FRAGMENTO DEL TEXTO →

Cada día te despiertas en una fría y húmeda sala, más parecida a una cueva que a un hogar. Allí, la desesperación y la soledad te invaden. La oscuridad apenas te deja ver la realidad de tu dormitorio, pero ves lo suficiente para saber que no naciste para eso. No puedes dormir entre la noche porque sientes frío, frío de remordimientos y de intranquilidad, frío de miedo a ser rechazado, frío de soledad. Frío de muerte.
Parece que, cada mañana es simplemente un paso más, un poco más cerca del final eterno, de que baje el telón, y eso te da miedo. Sientes pavor porque no sabes qué habrá detrás de la cortina, porque allí, donde sea, te encontrarás ante algo que no podrás controlar. Cada día te despiertas en cero, cero absoluto. No tienes nada, no perteneces a nada ni a nadie. Estás desnudo, vulnerable, frágil, herido, solo y muerto.
Es entonces cuando sales de tu cueva, de tu hogar. Es muy importante que, antes de que nadie te vea, recojas la máscara del lugar donde la pusiste ayer. A veces es difícil. Si llegaste demasiado borracho, no recuerdas dónde la tiraste, así que toca buscar. Te la pones. Es una máscara de suficiencia, de normalidad, una que tenga bien limpios los dientes. Es la máscara de alguien que no tiene miedo, que no se h preguntas incómodas. Te miras en el espejo, te peinas, te pones un traje recién planchado, no sea que alguien se dé cuenta de dónde vives y de quién eres. Al lado de la entrada de tu terrible morada, dejaste un hatillo con algunas cosas que necesitarás ahí fuera, en la farsa que llaman realidad. En este hatillo encuentras objetos tan útiles como el dinero que tanto te ha costado ganar, ese dinero por el que te han robado parte de tu vida. Pero, con él podrás tener algo tan importante como amigos, como aceptabilidad, como pasta de dientes o gomina. Incluso, con ese dinero podrás, algún día, comprar pintura que pueda tapar las grietas que comienzan a formarse en tu máscara.

DATOS PROPORCIONADOS →
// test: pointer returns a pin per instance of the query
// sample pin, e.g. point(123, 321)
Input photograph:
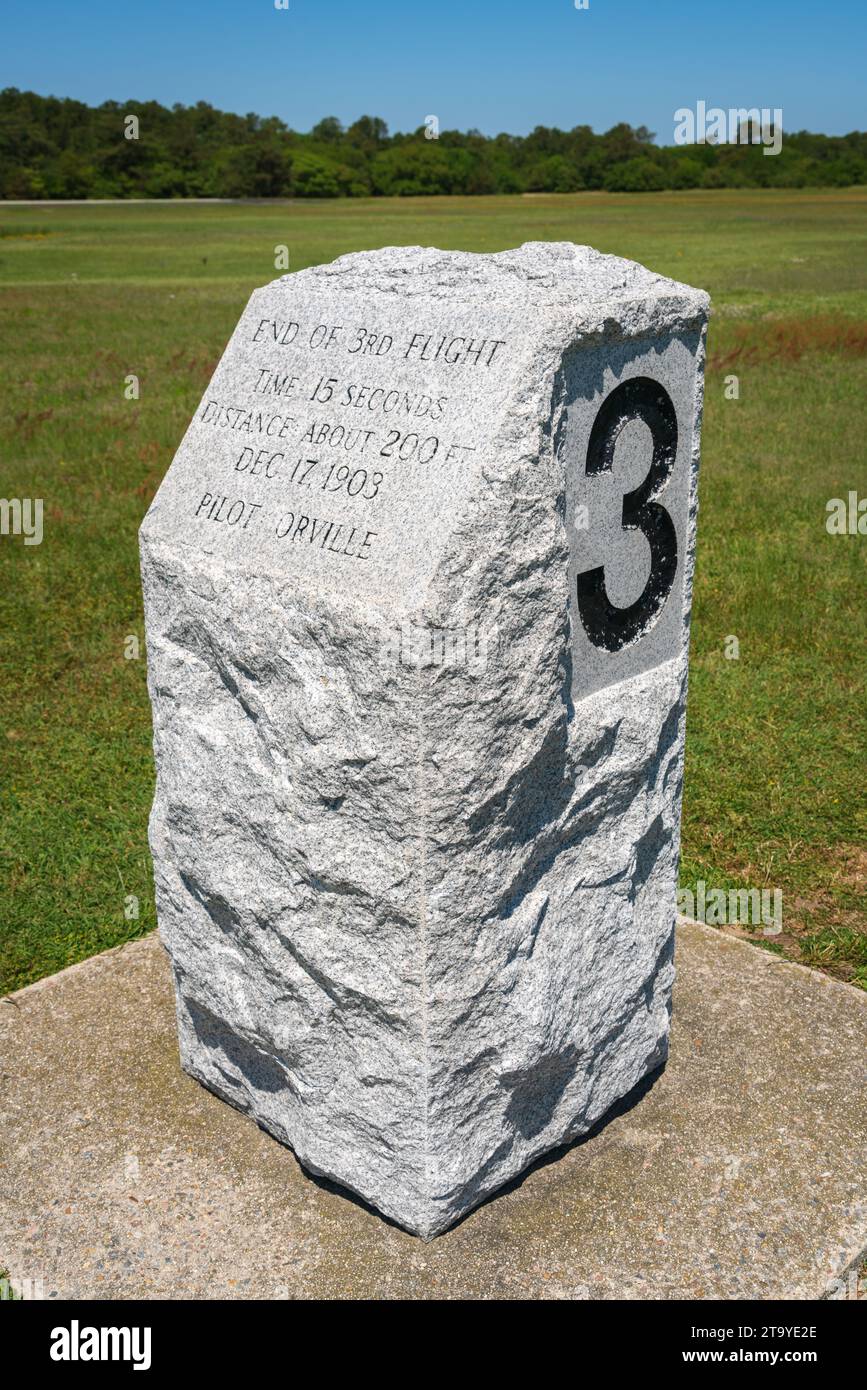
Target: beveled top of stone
point(550, 274)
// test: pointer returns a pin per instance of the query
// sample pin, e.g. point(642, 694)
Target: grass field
point(775, 738)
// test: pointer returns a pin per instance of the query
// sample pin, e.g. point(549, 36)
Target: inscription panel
point(339, 437)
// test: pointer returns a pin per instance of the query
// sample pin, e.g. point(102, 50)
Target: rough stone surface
point(420, 911)
point(739, 1173)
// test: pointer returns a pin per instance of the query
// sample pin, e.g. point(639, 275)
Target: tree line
point(56, 148)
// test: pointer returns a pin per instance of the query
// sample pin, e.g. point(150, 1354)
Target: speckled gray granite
point(417, 598)
point(739, 1173)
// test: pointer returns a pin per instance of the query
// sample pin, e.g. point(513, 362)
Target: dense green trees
point(57, 148)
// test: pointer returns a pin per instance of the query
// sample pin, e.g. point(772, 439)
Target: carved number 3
point(643, 399)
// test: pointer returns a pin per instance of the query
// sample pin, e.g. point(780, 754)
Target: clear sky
point(492, 64)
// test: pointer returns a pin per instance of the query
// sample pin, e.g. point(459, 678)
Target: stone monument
point(417, 603)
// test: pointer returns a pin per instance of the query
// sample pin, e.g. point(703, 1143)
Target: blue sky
point(492, 64)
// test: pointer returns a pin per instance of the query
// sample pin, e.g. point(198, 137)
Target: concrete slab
point(738, 1173)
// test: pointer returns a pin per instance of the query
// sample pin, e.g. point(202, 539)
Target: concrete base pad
point(737, 1173)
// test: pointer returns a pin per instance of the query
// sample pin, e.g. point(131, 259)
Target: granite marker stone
point(417, 598)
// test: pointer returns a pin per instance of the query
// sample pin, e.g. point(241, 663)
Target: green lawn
point(775, 740)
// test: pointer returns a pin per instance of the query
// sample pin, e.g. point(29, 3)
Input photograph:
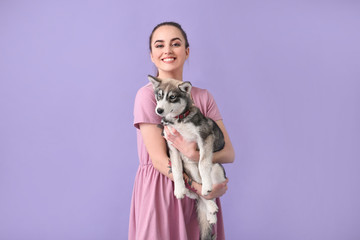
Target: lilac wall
point(285, 76)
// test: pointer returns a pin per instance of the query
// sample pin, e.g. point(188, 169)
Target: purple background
point(285, 74)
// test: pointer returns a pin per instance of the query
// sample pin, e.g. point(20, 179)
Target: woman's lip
point(168, 60)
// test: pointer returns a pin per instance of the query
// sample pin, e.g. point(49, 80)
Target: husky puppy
point(176, 108)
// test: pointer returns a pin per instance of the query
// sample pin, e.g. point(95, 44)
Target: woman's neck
point(173, 75)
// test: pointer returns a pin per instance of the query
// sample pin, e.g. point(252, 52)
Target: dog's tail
point(205, 226)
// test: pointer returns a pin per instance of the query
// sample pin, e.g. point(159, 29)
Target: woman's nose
point(168, 49)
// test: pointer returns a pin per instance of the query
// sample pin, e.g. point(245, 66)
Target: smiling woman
point(169, 49)
point(155, 212)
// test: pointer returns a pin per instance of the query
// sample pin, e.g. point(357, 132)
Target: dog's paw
point(212, 207)
point(206, 189)
point(212, 218)
point(180, 192)
point(191, 195)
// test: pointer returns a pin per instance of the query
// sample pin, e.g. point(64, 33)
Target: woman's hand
point(218, 190)
point(189, 149)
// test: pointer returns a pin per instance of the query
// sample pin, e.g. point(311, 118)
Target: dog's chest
point(188, 130)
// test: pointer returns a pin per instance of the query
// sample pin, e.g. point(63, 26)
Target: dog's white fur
point(205, 171)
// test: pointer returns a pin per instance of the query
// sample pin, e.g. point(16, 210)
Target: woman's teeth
point(168, 59)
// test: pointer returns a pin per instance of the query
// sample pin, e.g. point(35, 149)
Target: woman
point(155, 212)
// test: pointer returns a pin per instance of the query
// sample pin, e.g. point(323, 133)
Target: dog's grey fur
point(176, 108)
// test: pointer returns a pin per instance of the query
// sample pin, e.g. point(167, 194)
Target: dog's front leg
point(205, 165)
point(177, 170)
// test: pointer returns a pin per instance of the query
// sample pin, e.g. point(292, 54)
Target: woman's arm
point(156, 147)
point(189, 149)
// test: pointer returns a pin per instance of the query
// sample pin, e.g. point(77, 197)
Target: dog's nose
point(159, 110)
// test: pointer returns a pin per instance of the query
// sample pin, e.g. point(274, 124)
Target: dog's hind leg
point(177, 170)
point(205, 165)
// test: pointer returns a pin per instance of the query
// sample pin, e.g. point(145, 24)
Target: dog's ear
point(185, 87)
point(154, 80)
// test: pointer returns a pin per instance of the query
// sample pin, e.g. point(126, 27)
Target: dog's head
point(172, 96)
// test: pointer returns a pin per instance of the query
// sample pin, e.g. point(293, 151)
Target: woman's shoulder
point(145, 91)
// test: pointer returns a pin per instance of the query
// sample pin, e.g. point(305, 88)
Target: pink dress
point(156, 214)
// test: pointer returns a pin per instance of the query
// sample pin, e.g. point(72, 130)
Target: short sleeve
point(144, 107)
point(212, 110)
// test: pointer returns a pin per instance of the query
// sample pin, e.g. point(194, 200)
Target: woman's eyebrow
point(158, 41)
point(173, 39)
point(176, 39)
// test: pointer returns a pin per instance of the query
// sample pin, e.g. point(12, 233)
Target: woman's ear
point(185, 87)
point(187, 52)
point(151, 57)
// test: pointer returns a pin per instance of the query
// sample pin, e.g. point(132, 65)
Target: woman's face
point(168, 51)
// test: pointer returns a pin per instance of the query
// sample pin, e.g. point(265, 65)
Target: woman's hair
point(174, 24)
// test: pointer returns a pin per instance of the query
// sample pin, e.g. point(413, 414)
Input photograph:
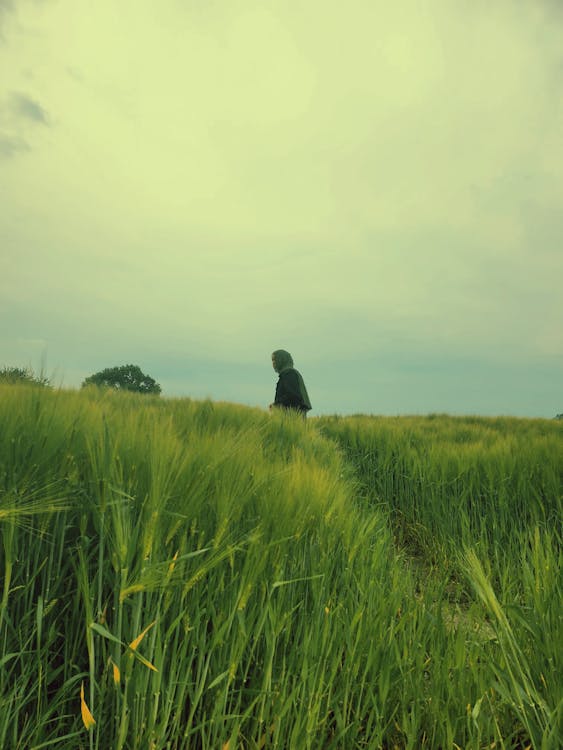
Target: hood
point(282, 360)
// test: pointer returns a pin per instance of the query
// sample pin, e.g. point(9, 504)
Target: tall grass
point(211, 577)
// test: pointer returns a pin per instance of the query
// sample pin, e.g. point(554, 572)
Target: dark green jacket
point(291, 392)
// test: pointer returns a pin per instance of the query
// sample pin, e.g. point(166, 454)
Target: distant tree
point(126, 378)
point(20, 375)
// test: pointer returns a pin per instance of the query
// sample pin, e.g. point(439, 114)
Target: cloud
point(18, 113)
point(11, 146)
point(23, 106)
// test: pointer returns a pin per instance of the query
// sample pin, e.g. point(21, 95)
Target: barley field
point(181, 574)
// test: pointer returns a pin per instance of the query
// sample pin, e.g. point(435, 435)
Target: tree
point(18, 375)
point(126, 378)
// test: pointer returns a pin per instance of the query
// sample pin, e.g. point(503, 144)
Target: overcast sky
point(375, 186)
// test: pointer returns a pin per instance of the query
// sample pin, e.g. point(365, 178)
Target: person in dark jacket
point(290, 389)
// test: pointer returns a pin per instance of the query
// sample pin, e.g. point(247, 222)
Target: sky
point(376, 187)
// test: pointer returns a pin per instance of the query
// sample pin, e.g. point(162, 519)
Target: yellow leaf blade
point(87, 718)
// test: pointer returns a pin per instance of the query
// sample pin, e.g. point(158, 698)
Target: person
point(291, 393)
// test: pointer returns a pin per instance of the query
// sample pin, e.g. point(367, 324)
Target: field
point(180, 574)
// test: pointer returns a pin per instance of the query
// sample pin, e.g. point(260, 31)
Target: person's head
point(281, 360)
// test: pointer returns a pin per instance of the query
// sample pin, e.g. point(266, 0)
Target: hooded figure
point(290, 390)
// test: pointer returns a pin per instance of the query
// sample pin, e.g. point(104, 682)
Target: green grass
point(341, 583)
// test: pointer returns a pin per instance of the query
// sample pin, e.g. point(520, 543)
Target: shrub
point(126, 377)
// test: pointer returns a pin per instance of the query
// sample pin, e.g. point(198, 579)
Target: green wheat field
point(192, 574)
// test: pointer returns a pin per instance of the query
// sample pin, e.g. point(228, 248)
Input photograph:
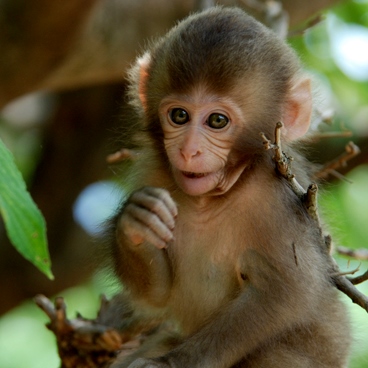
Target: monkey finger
point(158, 202)
point(165, 197)
point(136, 216)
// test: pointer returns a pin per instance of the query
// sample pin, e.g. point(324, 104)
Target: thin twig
point(283, 162)
point(359, 279)
point(310, 24)
point(351, 272)
point(328, 135)
point(361, 254)
point(346, 286)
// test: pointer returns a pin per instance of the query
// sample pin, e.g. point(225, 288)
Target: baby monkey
point(212, 242)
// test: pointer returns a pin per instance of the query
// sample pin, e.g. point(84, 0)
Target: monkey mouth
point(192, 175)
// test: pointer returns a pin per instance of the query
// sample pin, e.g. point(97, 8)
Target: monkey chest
point(205, 274)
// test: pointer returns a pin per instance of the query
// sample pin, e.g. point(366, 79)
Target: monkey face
point(199, 132)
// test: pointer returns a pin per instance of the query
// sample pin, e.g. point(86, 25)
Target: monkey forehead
point(218, 46)
point(200, 97)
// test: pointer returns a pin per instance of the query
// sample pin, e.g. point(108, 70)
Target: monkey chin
point(197, 184)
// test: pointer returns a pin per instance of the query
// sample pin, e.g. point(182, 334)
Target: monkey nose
point(188, 154)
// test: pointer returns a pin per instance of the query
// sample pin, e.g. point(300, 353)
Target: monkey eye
point(217, 121)
point(179, 116)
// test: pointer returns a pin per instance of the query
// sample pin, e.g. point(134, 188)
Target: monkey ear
point(298, 111)
point(142, 65)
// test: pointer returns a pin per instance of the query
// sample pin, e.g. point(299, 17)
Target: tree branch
point(309, 199)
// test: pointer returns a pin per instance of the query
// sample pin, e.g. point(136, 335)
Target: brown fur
point(244, 282)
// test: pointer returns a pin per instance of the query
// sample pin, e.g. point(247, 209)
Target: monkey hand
point(148, 363)
point(149, 215)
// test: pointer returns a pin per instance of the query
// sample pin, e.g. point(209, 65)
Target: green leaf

ENUNCIADO 1 →
Responde a estas preguntas con la información del fragmento:
(a) ¿Cómo es la sala en la que te despiertas cada día?
(b) ¿Qué debes recoger antes de que nadie te vea, y de dónde?
(c) ¿En qué lugar dejaste el hatillo?
ENUNCIADO 2 →
Indica si cada afirmación concuerda con el fragmento y cita las palabras que lo deciden:
(a) Cada día te despiertas en cero absoluto.
(b) Por la noche duermes sin dificultad.
(c) Con el dinero podrás comprar algún día pintura para tapar las grietas de tu máscara.

SOLUCIÓN COMPLETA 1 →
(a) Es una sala fría y húmeda, más parecida a una cueva que a un hogar.
(b) Debes recoger la máscara del lugar donde la pusiste ayer.
(c) Lo dejaste al lado de la entrada de tu terrible morada.

SOLUCIÓN COMPLETA 2 →
(a) Sí: "Cada día te despiertas en cero, cero absoluto."
(b) No: "No puedes dormir entre la noche porque sientes frío".
(c) Sí: "con ese dinero podrás, algún día, comprar pintura que pueda tapar las grietas que comienzan a formarse en tu máscara".